• [What the task requires]
From the records below, keep only the lines that contain the word "jacket" and copy them out. Case counts.

• [Materials provided]
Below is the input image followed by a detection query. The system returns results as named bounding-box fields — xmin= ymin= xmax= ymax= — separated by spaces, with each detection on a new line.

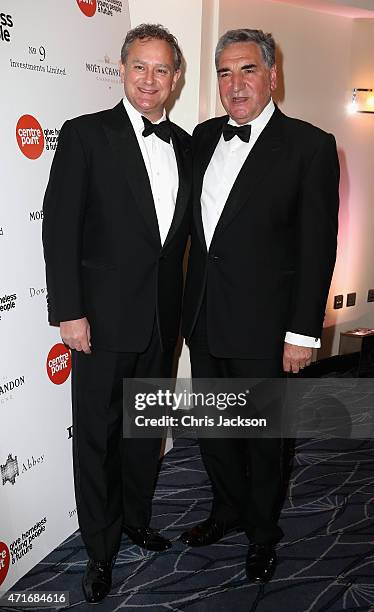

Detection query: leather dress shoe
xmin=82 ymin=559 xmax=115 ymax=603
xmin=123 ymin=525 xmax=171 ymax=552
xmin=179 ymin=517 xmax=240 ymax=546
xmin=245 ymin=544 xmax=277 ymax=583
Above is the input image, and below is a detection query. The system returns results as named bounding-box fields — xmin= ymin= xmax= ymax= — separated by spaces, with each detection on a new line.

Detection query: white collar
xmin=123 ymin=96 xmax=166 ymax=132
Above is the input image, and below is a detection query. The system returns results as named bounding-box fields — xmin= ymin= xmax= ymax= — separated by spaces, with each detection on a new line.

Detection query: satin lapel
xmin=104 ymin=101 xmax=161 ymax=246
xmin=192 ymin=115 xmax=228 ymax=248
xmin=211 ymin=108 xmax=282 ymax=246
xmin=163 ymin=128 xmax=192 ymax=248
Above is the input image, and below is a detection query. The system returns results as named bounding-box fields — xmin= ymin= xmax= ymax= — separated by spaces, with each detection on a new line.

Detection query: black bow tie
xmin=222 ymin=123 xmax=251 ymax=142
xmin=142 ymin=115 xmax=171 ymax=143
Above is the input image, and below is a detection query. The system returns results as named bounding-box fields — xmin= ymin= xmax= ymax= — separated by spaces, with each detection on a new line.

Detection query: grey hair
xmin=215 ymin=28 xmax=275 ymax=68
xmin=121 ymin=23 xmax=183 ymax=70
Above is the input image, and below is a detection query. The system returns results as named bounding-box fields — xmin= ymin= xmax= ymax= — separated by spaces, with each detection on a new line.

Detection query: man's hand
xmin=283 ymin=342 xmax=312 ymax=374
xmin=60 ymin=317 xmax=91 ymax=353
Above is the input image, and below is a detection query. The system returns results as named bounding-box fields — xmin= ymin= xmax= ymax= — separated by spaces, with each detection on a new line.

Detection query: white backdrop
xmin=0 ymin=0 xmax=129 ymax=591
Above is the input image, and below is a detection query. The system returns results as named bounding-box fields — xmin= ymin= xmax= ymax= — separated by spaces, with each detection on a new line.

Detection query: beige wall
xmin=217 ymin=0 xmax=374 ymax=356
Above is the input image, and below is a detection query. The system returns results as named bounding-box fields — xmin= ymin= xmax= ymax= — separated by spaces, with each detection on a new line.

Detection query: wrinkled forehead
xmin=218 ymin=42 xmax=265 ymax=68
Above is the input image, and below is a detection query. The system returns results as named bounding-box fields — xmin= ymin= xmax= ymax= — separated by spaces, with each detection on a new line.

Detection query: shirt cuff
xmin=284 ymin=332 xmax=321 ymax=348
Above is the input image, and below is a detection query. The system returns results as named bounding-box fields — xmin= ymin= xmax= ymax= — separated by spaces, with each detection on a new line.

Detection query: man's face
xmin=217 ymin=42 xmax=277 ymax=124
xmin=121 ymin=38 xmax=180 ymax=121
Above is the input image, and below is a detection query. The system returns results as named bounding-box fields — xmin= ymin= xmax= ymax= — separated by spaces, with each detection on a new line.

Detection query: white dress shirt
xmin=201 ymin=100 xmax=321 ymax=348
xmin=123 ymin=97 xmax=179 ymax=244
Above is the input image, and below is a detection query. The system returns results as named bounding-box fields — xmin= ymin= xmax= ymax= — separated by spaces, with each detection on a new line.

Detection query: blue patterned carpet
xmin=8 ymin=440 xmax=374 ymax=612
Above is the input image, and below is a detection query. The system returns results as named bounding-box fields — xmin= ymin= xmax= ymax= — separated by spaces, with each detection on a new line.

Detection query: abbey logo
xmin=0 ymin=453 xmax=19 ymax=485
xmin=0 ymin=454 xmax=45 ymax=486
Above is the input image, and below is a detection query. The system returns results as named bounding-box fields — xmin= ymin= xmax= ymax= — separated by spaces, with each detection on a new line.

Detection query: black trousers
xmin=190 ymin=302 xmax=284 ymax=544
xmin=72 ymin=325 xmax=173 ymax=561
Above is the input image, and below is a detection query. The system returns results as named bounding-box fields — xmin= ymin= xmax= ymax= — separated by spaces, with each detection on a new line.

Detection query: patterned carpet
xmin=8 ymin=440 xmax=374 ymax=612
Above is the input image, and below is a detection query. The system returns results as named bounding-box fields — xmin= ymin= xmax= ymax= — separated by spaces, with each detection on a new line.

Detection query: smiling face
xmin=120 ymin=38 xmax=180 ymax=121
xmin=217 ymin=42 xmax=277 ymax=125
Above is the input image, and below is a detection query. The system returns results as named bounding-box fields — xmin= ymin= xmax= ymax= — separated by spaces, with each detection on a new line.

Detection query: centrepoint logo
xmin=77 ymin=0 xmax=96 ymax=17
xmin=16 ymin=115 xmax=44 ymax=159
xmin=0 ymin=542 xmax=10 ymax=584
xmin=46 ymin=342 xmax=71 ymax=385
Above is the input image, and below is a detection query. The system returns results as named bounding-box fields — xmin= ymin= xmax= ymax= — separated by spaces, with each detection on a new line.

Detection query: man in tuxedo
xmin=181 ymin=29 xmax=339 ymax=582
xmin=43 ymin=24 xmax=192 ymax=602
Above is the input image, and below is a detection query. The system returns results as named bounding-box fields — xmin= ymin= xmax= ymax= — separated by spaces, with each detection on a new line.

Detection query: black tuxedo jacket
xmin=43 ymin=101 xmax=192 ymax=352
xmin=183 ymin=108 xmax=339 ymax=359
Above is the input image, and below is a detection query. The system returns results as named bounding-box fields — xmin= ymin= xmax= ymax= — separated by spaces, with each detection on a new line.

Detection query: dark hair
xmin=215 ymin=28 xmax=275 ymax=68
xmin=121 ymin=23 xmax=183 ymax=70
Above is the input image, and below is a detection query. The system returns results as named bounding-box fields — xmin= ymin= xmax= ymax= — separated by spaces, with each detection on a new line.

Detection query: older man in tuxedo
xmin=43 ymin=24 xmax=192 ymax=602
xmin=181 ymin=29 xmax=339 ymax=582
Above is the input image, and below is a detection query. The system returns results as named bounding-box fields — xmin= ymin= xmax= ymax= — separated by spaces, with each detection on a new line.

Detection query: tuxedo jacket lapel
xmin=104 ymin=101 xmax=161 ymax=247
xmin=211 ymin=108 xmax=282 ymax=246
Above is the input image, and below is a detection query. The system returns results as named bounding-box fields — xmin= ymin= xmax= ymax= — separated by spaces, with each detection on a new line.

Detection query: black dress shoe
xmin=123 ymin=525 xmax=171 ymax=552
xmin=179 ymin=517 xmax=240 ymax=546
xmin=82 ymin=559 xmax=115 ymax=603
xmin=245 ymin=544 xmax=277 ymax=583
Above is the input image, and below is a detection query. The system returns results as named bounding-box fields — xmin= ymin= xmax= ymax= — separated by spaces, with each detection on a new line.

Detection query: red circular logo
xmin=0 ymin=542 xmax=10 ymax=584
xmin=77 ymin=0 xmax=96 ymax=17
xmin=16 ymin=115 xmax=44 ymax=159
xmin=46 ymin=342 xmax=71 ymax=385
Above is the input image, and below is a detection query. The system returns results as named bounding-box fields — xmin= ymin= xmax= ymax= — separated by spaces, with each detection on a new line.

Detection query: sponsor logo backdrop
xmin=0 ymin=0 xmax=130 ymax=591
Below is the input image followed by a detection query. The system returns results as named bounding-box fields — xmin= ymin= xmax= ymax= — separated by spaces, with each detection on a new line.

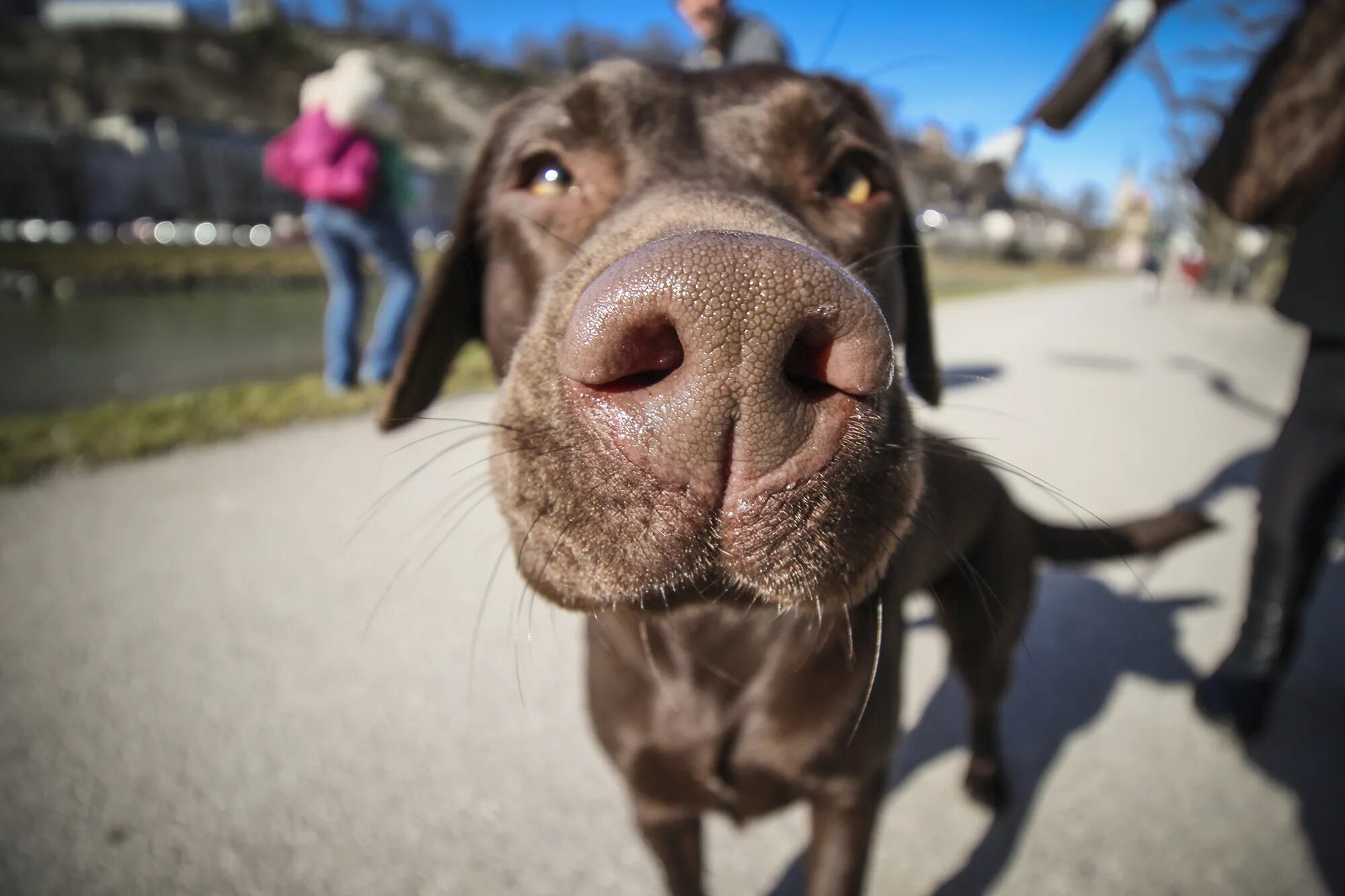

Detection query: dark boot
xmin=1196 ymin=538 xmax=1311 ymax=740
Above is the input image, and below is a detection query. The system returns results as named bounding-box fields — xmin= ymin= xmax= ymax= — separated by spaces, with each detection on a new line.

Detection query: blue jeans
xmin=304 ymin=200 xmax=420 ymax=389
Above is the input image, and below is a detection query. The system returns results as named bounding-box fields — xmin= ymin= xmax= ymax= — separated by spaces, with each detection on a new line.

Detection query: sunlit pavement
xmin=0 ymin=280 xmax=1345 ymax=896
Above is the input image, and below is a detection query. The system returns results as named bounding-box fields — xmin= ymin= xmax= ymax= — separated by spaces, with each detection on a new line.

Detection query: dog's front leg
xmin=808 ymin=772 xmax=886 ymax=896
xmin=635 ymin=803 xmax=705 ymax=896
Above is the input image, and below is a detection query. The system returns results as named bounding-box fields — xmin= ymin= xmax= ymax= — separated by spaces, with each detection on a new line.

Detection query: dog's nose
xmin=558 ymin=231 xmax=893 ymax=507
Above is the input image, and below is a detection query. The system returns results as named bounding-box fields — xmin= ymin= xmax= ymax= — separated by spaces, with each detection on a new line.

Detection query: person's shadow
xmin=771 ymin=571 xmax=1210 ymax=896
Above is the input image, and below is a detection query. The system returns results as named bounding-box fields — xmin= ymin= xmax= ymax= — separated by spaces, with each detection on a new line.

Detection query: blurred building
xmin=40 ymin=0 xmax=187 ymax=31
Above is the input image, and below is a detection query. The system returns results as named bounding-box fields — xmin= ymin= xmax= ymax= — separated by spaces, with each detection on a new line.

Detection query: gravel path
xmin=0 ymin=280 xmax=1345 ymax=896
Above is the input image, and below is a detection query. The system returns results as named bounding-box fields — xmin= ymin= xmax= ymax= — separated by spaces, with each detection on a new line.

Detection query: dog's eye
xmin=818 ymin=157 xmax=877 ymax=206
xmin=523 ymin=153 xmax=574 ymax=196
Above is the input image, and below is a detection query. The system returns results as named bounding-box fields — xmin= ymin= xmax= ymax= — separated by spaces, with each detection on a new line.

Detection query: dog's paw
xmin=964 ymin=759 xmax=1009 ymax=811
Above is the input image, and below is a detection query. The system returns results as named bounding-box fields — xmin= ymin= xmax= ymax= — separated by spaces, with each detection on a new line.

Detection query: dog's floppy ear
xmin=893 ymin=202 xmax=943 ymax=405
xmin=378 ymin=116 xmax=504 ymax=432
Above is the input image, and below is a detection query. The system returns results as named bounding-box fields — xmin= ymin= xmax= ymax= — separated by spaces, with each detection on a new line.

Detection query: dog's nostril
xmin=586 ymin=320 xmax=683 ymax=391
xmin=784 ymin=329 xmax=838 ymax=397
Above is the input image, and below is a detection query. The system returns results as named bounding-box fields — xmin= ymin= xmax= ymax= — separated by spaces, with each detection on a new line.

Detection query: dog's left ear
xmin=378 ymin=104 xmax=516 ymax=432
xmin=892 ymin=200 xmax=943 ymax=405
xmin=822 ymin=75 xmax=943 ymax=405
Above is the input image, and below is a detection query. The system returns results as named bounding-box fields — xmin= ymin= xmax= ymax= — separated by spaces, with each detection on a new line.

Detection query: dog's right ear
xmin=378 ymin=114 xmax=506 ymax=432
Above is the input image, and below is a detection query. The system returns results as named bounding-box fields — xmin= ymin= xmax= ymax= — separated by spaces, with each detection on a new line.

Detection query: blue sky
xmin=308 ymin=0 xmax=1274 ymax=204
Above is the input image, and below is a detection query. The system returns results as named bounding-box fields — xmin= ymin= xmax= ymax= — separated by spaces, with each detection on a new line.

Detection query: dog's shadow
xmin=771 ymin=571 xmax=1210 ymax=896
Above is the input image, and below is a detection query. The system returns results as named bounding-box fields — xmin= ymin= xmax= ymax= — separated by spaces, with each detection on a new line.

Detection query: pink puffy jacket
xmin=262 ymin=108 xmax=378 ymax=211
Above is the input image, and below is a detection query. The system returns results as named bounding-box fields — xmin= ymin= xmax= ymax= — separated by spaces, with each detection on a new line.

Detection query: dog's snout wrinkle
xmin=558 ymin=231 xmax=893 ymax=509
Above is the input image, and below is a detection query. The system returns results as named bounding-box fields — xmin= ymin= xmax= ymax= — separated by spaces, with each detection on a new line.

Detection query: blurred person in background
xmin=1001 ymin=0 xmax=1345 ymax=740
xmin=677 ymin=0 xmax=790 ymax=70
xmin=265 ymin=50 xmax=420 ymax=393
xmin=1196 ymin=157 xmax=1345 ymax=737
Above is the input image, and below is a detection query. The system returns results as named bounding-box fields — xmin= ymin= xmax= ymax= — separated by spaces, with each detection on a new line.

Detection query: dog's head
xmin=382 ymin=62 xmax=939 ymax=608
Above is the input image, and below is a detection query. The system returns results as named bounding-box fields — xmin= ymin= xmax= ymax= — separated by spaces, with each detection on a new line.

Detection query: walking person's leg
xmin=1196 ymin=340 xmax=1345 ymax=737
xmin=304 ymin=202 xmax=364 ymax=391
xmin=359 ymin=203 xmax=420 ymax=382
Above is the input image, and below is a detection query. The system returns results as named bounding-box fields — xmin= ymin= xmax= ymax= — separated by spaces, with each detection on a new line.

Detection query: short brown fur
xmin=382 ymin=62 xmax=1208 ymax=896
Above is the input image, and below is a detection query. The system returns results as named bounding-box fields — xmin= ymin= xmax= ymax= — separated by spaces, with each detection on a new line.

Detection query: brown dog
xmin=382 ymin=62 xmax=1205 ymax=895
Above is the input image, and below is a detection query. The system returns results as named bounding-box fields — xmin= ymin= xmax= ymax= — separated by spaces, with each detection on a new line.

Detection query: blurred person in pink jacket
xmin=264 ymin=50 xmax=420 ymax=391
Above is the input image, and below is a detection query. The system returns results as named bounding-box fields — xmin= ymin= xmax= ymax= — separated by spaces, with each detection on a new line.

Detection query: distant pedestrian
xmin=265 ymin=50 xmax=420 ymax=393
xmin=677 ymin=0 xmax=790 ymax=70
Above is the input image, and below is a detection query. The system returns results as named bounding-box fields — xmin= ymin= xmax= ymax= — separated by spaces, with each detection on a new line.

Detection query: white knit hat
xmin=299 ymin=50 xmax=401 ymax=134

• [Task result]
Detection query: black tuxedo jacket
Detection query: tuxedo jacket lapel
Detection query: pink puffy jacket
Detection query: blurred person in pink jacket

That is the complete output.